O fundamental é que estamos vivendo uma brutal ofensiva do pensamento conservador, que coloca em risco muitas décadas de conquistas civilizatórias da sociedade brasileira.

O fundamental é que sob o manto protetor do "crescimento com redução das desigualdades" fermenta um modelo social que reproduz – agora em escala socialmente ampliada – o que há de pior na sociedade de consumo, individualista ao extremo, competitiva, ostentatória e sem nenhum espaço para a solidariedade.

O fundamental é que a modesta redução da nossa brutal desigualdade social ainda não veio acompanhada por uma esperada redução da violência e da criminalidade, muito pelo contrário. E não há projeto nacional de combate à violência que fuja do discurso meramente repressivo ou da elegia à truculência policial.

O fundamental é que a democratização do acesso ao ensino básico e à universidade por vezes deixam de ser um instrumento de iluminação e arejamento dos indivíduos e da própria sociedade, e são reduzidos a uma promessa de escada para a ascensão social via títulos e diplomas, ao som de sertanejo universitário.

O fundamental é que os políticos e grandes partidos antigamente ditos "libertários" e "de esquerda" hoje abriram mão de disputar ideologicamente os corações e mentes dos jovens e dos novos "incluídos sociais" e se contentam em garantir a fidelidade dos seus votos nas urnas, a cada dois anos.

O fundamental é que os políticos e grandes partidos antigamente ditos "sociais-democratas" já não tem nada a oferecer à juventude além de um neo-udenismo moralista que flerta desavergonhadamente com o autoritarismo e o fascismo mais desbragados.

O fundamental é que a promessa da militância verde e ecológica vai aos poucos rendendo-se aos balcões de negócio da velha política partidária ou ao marketing politicamente correto das grandes corporações.

O fundamental é que os sindicatos, movimentos populares e organizações estudantis estão entregues a um processo de burocratização, aparelhamento e defesa de interesses paroquiais que os torna refratários a uma participação dinâmica, entusiasmada e libertária.

## ENTRADAS ARMAZENADAS
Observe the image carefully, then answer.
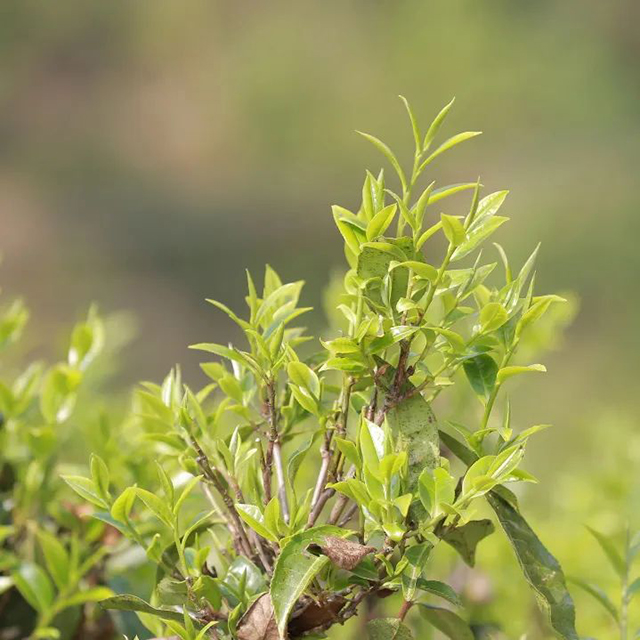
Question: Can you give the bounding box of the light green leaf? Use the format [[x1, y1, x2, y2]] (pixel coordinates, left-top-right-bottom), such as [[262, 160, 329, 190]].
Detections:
[[422, 98, 456, 152], [587, 527, 627, 577], [440, 213, 466, 247], [358, 131, 407, 188], [56, 587, 114, 610], [135, 487, 173, 527], [480, 302, 509, 333], [463, 353, 498, 400], [393, 260, 438, 282], [287, 360, 320, 398], [62, 476, 109, 509], [419, 131, 482, 172], [442, 519, 495, 567], [367, 204, 398, 241], [567, 577, 618, 622], [418, 578, 462, 607], [11, 562, 54, 613], [402, 542, 433, 602], [399, 96, 422, 153], [111, 487, 136, 523], [270, 525, 350, 638], [100, 595, 184, 622], [488, 492, 578, 640], [429, 182, 477, 204], [91, 453, 111, 503], [38, 529, 71, 590], [420, 604, 474, 640], [236, 502, 278, 542], [497, 364, 547, 384], [451, 216, 509, 262], [367, 618, 413, 640]]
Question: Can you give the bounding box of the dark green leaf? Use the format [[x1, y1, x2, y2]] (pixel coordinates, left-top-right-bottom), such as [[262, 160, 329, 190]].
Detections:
[[463, 353, 498, 400], [270, 525, 349, 637], [100, 595, 184, 622]]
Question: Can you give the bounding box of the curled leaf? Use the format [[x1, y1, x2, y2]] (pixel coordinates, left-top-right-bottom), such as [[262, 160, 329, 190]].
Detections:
[[321, 536, 376, 571], [237, 593, 279, 640]]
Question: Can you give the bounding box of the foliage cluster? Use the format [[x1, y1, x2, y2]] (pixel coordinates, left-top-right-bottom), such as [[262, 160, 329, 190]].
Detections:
[[0, 101, 635, 640]]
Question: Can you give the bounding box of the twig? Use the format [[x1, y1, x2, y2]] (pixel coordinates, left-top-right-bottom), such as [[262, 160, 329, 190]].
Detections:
[[265, 380, 289, 523], [191, 436, 254, 557]]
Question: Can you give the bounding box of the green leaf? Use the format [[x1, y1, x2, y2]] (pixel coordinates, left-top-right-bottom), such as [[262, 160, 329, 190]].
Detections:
[[418, 578, 462, 607], [270, 525, 349, 637], [420, 604, 474, 640], [62, 476, 109, 509], [173, 476, 202, 516], [587, 527, 627, 577], [422, 98, 456, 152], [135, 487, 173, 527], [402, 542, 433, 602], [419, 131, 482, 172], [367, 618, 413, 640], [91, 453, 111, 503], [100, 595, 184, 622], [416, 221, 442, 251], [367, 204, 398, 241], [497, 364, 547, 384], [399, 96, 422, 153], [358, 131, 407, 188], [111, 487, 136, 523], [56, 587, 114, 610], [40, 364, 82, 424], [236, 502, 278, 542], [451, 216, 509, 262], [366, 325, 418, 354], [38, 529, 71, 590], [287, 360, 320, 398], [487, 492, 578, 640], [429, 182, 476, 204], [567, 577, 618, 622], [480, 302, 509, 333], [462, 353, 498, 400], [440, 213, 466, 247], [393, 260, 438, 282], [436, 519, 495, 567], [11, 562, 54, 613]]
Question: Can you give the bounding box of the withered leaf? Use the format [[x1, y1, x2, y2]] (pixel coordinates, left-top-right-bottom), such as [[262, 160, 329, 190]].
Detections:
[[321, 536, 376, 571], [288, 596, 346, 638], [237, 593, 280, 640]]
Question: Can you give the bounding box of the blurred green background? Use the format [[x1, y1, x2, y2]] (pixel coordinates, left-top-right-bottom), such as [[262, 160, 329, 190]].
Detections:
[[0, 0, 640, 637]]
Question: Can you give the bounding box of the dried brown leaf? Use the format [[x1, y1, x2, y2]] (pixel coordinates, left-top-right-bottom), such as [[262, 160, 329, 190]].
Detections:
[[322, 536, 376, 571], [237, 593, 280, 640]]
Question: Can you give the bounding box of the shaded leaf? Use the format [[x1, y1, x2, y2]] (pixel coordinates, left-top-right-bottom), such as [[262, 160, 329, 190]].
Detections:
[[436, 519, 495, 567], [420, 604, 474, 640], [487, 492, 578, 640], [367, 618, 413, 640], [100, 595, 184, 622]]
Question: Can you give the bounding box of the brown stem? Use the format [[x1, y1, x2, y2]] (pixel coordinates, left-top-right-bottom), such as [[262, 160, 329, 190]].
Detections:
[[191, 436, 255, 557]]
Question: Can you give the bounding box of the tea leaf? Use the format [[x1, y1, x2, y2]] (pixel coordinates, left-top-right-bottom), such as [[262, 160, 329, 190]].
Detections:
[[488, 493, 578, 640]]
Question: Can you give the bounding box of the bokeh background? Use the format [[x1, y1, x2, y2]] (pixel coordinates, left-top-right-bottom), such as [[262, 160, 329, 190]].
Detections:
[[0, 0, 640, 638]]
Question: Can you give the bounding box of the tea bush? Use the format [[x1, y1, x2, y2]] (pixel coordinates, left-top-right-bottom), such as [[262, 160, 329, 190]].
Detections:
[[0, 101, 596, 640]]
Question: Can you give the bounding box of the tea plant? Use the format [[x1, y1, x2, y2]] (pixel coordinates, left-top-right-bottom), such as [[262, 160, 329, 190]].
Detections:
[[62, 101, 578, 640], [570, 528, 640, 640], [0, 294, 158, 640]]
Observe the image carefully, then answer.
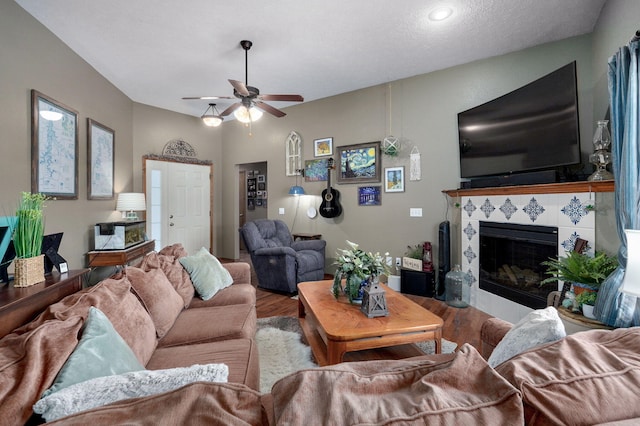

## PROBLEMAS
A. Segundo o trecho, a que processo os sindicatos, movimentos populares e organizações estudantis estão entregues?
B. Reescreva as entradas desde a linha que contém "Question: Can you give the bounding box of the curled" até a linha que contém "[[265, 380, 289, 523], [191, 436, 254, 557]]", ambas incluídas. Escale por 2,05 cada coordenada das caixas detectadas e arredonde para inteiros, com as metades para cima. Mantenha todo o resto sem alteração, inclusive os exemplos de formato.
As entradas não têm nenhuma relação com o trecho.

## RESPOSTAS POR TAREFA
A. A um processo de burocratização, aparelhamento e defesa de interesses paroquiais.

B.
Question: Can you give the bounding box of the curled leaf? Use the format [[x1, y1, x2, y2]] (pixel coordinates, left-top-right-bottom), such as [[262, 160, 329, 190]].
Detections:
[[658, 1099, 771, 1171], [486, 1216, 572, 1312]]
Question: Can you give the bounding box of the foliage cluster? Use the format [[x1, y1, x2, y2]] (pixel coordinates, left-top-right-bottom), such as [[262, 160, 329, 190]].
Detections:
[[0, 207, 1302, 1312]]
Question: Can you give the bounding box of the twig? Use the format [[x1, y1, x2, y2]] (pixel coordinates, left-top-right-bottom), such as [[262, 160, 329, 190]].
Detections:
[[543, 779, 592, 1072], [392, 894, 521, 1142]]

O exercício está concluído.